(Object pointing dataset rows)
--- BEGIN ---
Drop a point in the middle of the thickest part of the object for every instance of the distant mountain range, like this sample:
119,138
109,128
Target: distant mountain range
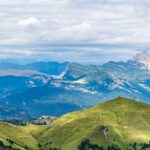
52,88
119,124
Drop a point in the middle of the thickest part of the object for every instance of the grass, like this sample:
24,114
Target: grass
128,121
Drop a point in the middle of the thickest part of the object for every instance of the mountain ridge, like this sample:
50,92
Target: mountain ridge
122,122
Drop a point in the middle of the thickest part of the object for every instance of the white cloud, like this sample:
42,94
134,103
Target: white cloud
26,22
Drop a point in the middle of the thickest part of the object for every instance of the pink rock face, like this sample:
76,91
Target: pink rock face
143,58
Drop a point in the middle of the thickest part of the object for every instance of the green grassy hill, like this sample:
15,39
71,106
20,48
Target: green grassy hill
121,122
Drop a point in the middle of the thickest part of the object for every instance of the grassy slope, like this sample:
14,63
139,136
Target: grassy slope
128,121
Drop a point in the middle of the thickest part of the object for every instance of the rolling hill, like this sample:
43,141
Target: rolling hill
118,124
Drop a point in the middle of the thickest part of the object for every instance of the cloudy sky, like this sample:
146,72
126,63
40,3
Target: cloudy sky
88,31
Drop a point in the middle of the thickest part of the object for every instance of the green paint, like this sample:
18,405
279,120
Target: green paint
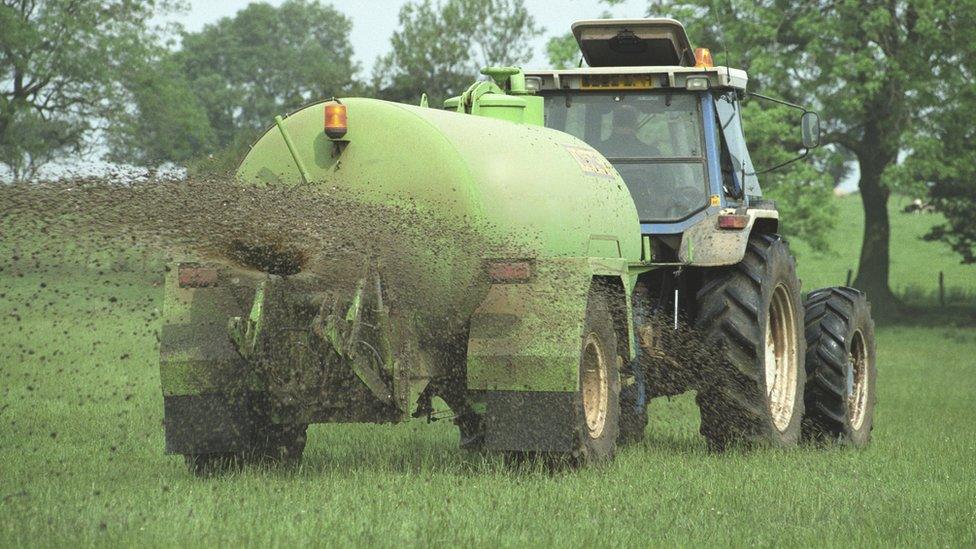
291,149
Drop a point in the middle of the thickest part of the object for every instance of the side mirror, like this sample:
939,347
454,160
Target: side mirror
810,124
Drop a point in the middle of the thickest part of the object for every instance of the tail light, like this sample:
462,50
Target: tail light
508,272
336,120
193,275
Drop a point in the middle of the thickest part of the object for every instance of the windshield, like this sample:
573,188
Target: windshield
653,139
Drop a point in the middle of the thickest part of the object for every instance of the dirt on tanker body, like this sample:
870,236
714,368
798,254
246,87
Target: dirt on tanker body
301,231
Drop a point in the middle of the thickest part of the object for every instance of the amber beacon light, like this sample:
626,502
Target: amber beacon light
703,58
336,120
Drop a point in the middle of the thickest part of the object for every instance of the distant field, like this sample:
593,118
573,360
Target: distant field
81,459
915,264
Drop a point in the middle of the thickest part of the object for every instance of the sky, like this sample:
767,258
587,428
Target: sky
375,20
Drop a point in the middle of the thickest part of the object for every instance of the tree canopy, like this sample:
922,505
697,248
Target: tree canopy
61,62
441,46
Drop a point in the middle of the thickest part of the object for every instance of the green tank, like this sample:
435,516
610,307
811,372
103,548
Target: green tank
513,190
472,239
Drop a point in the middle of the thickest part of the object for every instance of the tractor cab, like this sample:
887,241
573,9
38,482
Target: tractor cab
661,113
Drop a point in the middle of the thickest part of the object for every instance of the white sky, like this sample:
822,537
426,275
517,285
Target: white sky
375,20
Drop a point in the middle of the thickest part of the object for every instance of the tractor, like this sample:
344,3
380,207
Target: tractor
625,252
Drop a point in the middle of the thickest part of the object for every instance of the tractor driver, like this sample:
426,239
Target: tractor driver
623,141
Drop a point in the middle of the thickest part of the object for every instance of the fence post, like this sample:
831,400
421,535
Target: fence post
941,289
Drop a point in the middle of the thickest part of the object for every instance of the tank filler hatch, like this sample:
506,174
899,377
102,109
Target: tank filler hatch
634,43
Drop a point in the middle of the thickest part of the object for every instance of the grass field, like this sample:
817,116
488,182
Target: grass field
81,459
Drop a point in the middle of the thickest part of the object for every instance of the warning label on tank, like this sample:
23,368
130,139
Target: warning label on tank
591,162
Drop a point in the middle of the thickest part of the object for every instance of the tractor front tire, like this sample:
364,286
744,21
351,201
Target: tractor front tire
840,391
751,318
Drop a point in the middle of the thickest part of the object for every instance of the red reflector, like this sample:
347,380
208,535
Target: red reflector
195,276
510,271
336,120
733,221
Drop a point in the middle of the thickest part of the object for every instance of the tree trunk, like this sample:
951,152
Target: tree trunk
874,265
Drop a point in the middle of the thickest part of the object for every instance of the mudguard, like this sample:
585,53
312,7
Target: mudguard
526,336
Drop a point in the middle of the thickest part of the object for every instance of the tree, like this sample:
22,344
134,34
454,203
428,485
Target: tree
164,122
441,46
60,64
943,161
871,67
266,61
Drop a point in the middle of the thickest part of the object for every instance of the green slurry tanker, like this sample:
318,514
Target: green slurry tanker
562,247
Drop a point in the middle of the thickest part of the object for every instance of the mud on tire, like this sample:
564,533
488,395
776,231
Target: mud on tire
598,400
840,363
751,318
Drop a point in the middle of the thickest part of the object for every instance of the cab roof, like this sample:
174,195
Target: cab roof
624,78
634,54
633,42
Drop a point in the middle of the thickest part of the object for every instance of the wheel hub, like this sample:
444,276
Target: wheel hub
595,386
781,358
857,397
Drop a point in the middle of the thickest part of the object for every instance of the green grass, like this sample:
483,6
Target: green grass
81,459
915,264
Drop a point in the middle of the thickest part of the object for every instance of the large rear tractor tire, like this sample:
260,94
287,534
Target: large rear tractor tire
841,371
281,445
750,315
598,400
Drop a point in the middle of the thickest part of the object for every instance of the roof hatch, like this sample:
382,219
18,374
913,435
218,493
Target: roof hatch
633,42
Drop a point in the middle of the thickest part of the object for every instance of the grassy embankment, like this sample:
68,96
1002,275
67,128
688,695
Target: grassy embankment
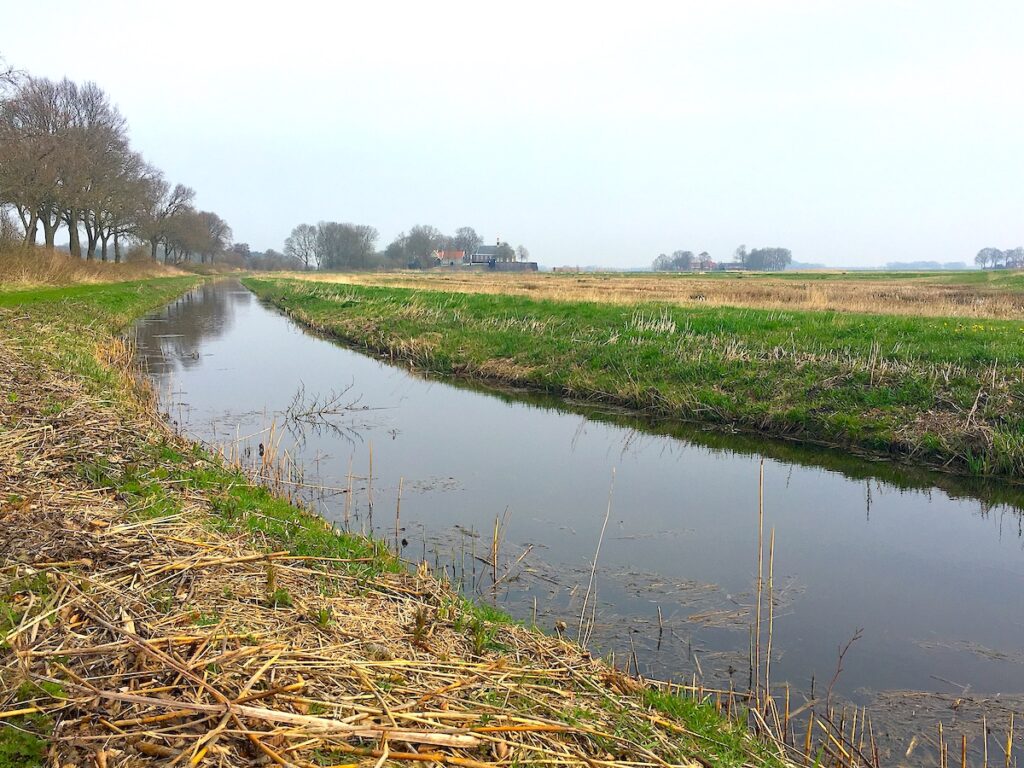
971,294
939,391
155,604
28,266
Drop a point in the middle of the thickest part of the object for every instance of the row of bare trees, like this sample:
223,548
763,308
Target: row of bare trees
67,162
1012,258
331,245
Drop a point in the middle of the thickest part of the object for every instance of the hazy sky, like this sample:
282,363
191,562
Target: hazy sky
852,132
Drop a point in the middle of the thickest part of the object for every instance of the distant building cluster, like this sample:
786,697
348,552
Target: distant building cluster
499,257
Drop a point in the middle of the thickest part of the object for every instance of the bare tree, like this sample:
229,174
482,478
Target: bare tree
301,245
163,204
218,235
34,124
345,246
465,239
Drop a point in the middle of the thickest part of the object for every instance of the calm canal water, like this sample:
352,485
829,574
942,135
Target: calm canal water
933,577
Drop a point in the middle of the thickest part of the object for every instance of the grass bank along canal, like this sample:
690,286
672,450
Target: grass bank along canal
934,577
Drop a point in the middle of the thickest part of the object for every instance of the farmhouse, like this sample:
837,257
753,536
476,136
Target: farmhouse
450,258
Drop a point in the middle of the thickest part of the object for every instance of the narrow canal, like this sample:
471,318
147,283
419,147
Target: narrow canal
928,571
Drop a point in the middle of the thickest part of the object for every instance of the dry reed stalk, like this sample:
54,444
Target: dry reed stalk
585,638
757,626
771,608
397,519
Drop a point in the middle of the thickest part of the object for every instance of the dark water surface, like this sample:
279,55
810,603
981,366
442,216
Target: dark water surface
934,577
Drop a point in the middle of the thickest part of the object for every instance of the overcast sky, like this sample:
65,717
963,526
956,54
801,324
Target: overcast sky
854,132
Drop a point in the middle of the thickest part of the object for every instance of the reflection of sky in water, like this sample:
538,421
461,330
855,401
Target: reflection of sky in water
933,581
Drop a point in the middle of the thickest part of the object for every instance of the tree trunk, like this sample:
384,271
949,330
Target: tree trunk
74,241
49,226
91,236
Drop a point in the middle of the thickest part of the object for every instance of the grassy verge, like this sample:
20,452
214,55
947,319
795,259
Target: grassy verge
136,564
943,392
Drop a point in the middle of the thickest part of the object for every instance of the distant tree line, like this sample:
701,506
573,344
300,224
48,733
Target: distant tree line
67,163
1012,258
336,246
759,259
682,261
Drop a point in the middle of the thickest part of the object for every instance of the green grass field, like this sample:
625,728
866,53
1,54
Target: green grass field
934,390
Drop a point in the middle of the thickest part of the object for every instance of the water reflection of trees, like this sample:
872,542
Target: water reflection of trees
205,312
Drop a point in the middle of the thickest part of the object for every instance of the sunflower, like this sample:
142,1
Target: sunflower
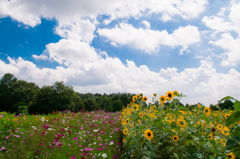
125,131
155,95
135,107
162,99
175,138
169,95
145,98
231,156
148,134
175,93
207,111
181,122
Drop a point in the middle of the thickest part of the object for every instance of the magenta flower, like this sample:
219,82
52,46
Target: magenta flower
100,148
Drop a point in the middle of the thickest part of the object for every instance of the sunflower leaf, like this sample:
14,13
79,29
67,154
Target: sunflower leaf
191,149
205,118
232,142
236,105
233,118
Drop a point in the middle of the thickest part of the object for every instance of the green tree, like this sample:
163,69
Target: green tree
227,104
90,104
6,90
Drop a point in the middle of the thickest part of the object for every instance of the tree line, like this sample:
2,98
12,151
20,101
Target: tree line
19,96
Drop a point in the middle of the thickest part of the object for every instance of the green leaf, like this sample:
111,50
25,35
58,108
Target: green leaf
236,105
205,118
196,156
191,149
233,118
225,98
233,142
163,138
--- END ---
-- DIRECTIONS --
Copy exactly the lines from the line containing "of the reflection" through the last line of the records, both included, and omit every picture.

-- COMPLETE OUTPUT --
Drop a point in the middle of the thickest part of the object for every instance of the reflection of sky in water, like this sample:
538,421
461,330
855,401
Target: reflection of sky in water
933,581
Drop a point in the middle of the thickest part of the object for every instance of the tree trunk, like this sample:
384,271
949,330
Target: tree trunk
74,241
49,226
91,236
Drop a point in the middle of the thickest part of the object for every instance of the grassy verge, like this sample:
20,452
214,55
947,319
795,259
Target: grassy verge
136,564
943,392
Drop a point in the middle of the thickest part of the object for every instance of the distant tree line, like this sample:
701,506
573,344
300,224
48,733
Target: distant tree line
67,163
1012,258
336,246
759,259
682,261
Drop a point in the middle of the thickest part of the object for every instance of the green grass field, like this sample:
625,728
866,53
1,54
Target: green grass field
934,390
Drop a point in the middle of the thickest part of the object for every instance of the water reflection of trees, like this sample:
872,542
Target: water reflection of trees
205,312
Drop a point in the middle of the thickest part of the object for every instance of the sunflower, like this sample:
142,1
Target: sunflower
125,131
155,95
135,107
162,99
175,138
169,95
145,98
231,156
148,134
175,93
207,111
181,122
Drop a point in the middle of the thickest part of the object for every instance of the magenta flower, like this sample:
219,82
52,46
Target: magenta flower
100,148
Drop a point in the middle of the thickest part of the object for every instance of the sunflower leaf, like this sample:
14,13
79,29
67,154
Target: sunflower leaf
191,149
205,118
232,142
236,105
233,118
Drop a point in the middle of the thickest part of the object for every instance of the green tree, like this sample:
163,69
Target: green tree
227,104
90,104
6,90
Drop a point in the middle of the thickest part of the object for every instance of the tree line, like this sample:
2,98
12,151
20,101
Target: tree line
19,96
Drop a point in the middle of the thickest part of the object for every instance of the green leaf, like this sample:
111,50
25,35
58,108
Target: green leaf
236,105
205,118
196,156
191,149
233,118
225,98
233,142
163,138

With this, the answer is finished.